■ **TASK STATEMENT**: Repeat exactly, and only, the lines from the one containing "flooring in the photo above." through the last line of the data below.

(Stored data entries)
▼▼▼

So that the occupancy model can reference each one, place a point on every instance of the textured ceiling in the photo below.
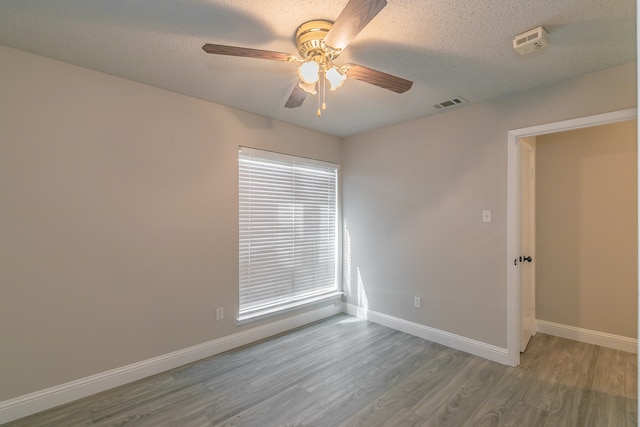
(449, 48)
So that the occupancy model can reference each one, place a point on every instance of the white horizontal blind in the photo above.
(288, 230)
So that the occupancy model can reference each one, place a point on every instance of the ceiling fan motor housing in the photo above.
(310, 36)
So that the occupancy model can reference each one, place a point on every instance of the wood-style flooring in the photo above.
(344, 371)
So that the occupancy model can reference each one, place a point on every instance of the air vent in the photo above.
(531, 41)
(450, 103)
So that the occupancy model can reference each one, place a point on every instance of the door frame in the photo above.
(513, 203)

▲▲▲

■ **EXERCISE SOLUTION**:
So that the occupancy model can reference each one, place a point on every instance of the wood-style flooring in the photo above.
(344, 371)
So that the occupancy model can reference each one, place a point on every instance of the air vent in the photo above.
(531, 41)
(450, 103)
So that the occupancy model can reference each one, place a point on every instance of the door frame in the photo above.
(513, 203)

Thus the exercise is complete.